Copy out all of the material, matching it word for word.
________
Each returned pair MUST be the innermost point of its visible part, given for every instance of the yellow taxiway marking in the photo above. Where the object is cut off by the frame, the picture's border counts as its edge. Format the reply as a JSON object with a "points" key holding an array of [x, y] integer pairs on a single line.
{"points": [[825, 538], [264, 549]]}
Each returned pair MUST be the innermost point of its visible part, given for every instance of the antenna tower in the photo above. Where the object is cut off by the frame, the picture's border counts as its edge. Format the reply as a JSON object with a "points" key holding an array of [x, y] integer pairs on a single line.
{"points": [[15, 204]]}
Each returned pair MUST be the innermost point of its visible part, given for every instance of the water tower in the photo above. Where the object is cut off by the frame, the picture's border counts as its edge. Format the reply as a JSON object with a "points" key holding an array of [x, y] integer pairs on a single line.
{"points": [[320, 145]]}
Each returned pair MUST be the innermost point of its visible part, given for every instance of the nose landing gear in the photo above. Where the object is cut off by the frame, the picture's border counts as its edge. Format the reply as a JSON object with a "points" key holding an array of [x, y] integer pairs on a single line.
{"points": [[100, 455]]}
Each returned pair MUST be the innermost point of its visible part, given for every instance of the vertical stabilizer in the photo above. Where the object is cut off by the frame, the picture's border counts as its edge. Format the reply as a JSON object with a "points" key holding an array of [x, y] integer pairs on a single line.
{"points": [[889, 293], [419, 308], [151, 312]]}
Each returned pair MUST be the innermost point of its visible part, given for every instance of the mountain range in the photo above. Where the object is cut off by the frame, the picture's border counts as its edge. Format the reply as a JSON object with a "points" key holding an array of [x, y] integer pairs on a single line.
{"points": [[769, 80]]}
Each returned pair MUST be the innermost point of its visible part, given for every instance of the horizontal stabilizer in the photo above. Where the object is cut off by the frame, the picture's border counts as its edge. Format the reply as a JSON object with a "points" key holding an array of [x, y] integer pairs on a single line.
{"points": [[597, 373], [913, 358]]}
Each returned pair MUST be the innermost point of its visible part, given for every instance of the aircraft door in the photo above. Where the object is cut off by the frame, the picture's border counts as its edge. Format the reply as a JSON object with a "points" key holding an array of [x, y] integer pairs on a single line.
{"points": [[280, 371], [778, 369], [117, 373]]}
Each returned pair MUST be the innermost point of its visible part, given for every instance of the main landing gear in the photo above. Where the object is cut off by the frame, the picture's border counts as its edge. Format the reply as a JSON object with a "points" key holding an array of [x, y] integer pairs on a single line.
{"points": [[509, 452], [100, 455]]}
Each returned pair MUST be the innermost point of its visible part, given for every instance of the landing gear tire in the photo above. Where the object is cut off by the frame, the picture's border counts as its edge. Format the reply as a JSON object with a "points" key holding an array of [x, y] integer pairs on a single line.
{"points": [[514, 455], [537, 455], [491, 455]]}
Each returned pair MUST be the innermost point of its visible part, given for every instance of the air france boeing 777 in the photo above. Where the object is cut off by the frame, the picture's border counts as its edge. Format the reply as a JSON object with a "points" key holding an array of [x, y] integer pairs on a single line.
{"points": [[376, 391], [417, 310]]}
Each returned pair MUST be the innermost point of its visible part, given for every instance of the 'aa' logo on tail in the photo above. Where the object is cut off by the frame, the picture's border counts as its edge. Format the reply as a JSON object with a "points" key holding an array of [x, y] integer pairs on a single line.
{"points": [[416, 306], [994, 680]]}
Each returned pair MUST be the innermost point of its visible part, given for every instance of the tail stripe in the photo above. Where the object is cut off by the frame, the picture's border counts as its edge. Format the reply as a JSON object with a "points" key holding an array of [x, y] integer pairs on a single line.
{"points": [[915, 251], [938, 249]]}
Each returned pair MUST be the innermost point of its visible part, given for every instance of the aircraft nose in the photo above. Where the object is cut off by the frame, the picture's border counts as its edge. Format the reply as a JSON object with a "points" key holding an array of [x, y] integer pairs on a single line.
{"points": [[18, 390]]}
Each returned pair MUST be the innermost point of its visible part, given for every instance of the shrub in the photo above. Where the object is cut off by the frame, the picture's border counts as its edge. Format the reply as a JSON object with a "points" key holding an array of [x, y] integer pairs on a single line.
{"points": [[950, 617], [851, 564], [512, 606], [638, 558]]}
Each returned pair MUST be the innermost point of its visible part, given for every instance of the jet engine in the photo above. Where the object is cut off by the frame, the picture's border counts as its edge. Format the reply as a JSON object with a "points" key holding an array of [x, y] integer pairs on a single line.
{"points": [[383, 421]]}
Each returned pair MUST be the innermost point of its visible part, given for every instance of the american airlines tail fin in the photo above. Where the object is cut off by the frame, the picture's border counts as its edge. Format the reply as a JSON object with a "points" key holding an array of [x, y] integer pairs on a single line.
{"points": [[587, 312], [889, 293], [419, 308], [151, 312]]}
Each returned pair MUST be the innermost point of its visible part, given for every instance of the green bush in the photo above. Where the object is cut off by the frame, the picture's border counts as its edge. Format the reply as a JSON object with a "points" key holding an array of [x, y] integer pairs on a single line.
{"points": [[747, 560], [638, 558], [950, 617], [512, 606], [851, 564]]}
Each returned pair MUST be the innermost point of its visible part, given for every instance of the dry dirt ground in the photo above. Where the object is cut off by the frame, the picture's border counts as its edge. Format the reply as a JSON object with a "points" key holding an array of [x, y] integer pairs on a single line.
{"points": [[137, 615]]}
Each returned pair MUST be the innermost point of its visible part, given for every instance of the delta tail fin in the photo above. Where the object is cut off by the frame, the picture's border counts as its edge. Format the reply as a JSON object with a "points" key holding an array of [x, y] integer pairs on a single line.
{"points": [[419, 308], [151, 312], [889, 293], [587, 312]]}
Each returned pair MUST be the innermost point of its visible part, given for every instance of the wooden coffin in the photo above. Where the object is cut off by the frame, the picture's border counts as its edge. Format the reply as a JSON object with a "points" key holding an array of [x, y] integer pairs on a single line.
________
TASK OUTPUT
Each returned pair MUST be the innermost point of its visible part, given for every instance of the yellow taxiway marking in the photo above. Where the object is cut off by the frame, the picture's border counts as its edge. Format the reply as a JSON object with a "points" key holding an array of [x, y] integer pairs on a single line.
{"points": [[825, 538], [264, 549]]}
Each returned pair MUST be the innermost point of its visible part, given for every instance of the antenna tower in the photo above. Where the object is cut off by the frame, the picture's border counts as its edge. Format the reply as a JSON object with a "points" key holding an array of [x, y] integer pairs on a single line.
{"points": [[15, 204]]}
Each returned pair MUST be the innermost point of its visible part, given for every instance of the water tower in the photo above. Where the object is cut off by the frame, the picture's border counts as its edge. Format the reply as a JSON object with a "points" key holding an array of [x, y] integer pairs on a single line.
{"points": [[320, 145]]}
Each returned pair MUST be the innermost point of its visible part, given for every instance of the nose landing gear in the photo above. Where the object is cut off by the frame, the picture's border counts as its edge. Format the reply as a JSON object with a "points" key holding an array of [x, y] integer pairs on a single line.
{"points": [[100, 455]]}
Each returned pair MUST be the innermost point of its visible part, given for every instance of the vertical stabilizer in the photo above. Where the object is cut off by the frame, the picture's border counts as its edge. Format the reply as a JSON object with a "points" key holding an array of [x, y] integer pairs on a single line.
{"points": [[889, 293], [419, 308], [151, 312]]}
Each returned pair MUST be the innermost point of its visible part, given for every instance of the mountain range in the photo above. Where the object is cut off by the frame, the picture's border counts as its edge. Format the reply as a JSON object with a "points" key holding an array of [x, y] integer pairs on a single line.
{"points": [[769, 80]]}
Each returned pair MUST be the innermost point of its visible part, given for every instance of the horizontal stabilizer in the photo above. Where the object is cut off by the frame, the picture's border counts as its edge. Format the reply as a JSON object with a "points" key holding an array of [x, y] integer pairs on a single line.
{"points": [[597, 373], [913, 358]]}
Each returned pair MUST be the innermost point of its visible part, given for every instance of the aircraft door in the photo above. Where the object is cut off by the frame, the picture's border counts as its edge. Format the reply as a JSON object with a "points" key holding an array of [x, y] integer pairs on a single line.
{"points": [[280, 371], [778, 369], [117, 373]]}
Each returned pair MUST be the innermost point of its visible part, given for every instance of the main landing gear in the photo above. Where the object is cut off by the frame, the picture's border counts as its edge. Format the reply as a JSON object with a "points" key holding an array of [x, y] integer pairs on a single line.
{"points": [[509, 452], [100, 455]]}
Each returned pair MUST be the innermost point of its visible part, given for every instance of the landing gear tire in the photo above. Where the object is cut off by the frame, the picture's border counts as its edge. Format the reply as a JSON object with a "points" key holding an array of [x, y] integer pairs on a single line.
{"points": [[514, 455], [537, 455], [491, 455]]}
Each returned pair MUST be the innermost point of its visible part, given for every instance of the air france boeing 777 in the photo above. Where the object is cut off by the frame, the picture's border counts as its edge. Format the reply as a JSON object with a "points" key holding an array of [x, y] integer pairs on a single line.
{"points": [[376, 391], [417, 310]]}
Each returned pair MUST be the innermost point of its visible part, given for every instance of the 'aa' logo on tail in the photo above. Where the object is cut off by the frame, the picture's border counts as its edge. Format the reply as a JSON object with a "points" key holding an array of [x, y] integer pairs on a single line.
{"points": [[416, 306], [994, 680]]}
Each returned pair MUST be the innermost point of its visible part, given for every instance of the tail stripe in the photo above. Where the object is cut off by the frame, the picture's border counts as its edge. Format the reply as a JSON object with a "points" key holding an array of [x, y] integer pairs on a single line.
{"points": [[915, 251], [938, 249]]}
Each returned pair MUST be the innermost point of its visible part, given for every instance of the aircraft nose in the photo above. Where the object is cut off by the frame, the picture's border counts as its edge. Format the reply as a JSON object with a "points" key holding an array of [x, y] integer pairs on a single line.
{"points": [[18, 390]]}
Each returned pair MUST be the innermost point of its visible part, given for every instance of the shrub in the photo above. Where the object is cut off by the frame, the picture's border counts as its edge. Format the reply as a JSON object with a "points" key holding an array of [x, y] integer pairs on a single line.
{"points": [[950, 617], [851, 564], [512, 606], [638, 558]]}
Each returned pair MUST be the innermost point of its visible part, given for every instance of the jet engine in the photo above. Where the object is cut off by the frame, the picture's border counts as its edge. Format the reply as a JSON object with a "points" key holding an array of [x, y] integer pairs on a single line.
{"points": [[383, 421]]}
Each returned pair MUST be the innermost point of its visible part, given for every instance of the american airlines tail fin in the photo above. Where the object is cut off by the frame, the picture's border counts as its edge. Format the reply as a JSON object with a "points" key holding an array of [x, y] integer pairs on a single line.
{"points": [[587, 312], [889, 293], [419, 308], [151, 312]]}
Each returned pair MUST be the innermost point of its visible part, given for every instance of the green bush in the photo above. Where the object is cut off by the frame, the picture's border counts as its edge. Format the reply as a JSON object with a "points" key holding an array of [x, y] integer pairs on a single line.
{"points": [[747, 560], [638, 558], [950, 617], [512, 606], [851, 564]]}
Each returned pair MUST be the innermost point of its visible part, given for every instance of the dry dirt ground in the photo above. Where the object is cut off by the frame, the picture's border counts as its edge. Format the reply as a JSON object with a "points" key holding an array of [x, y] integer pairs on a single line.
{"points": [[137, 615]]}
Each returned pair MUST be the innermost point of its visible part, given for every instance of the delta tail fin in the photo above. Where the object is cut off by the frame, the picture's border counts as its edge. Format the reply as a JSON object with a "points" key holding an array of [x, y] integer pairs on a single line.
{"points": [[419, 308], [151, 312], [889, 293], [587, 312]]}
Each returned pair MUST be the innermost point of its visible part, given for every instance of the wooden coffin in the photo above. Where the object is cut off by the frame, the picture's border counts as its edge. Format the reply as a JSON object with a "points" key holding an array of [x, y] integer pairs on a single line.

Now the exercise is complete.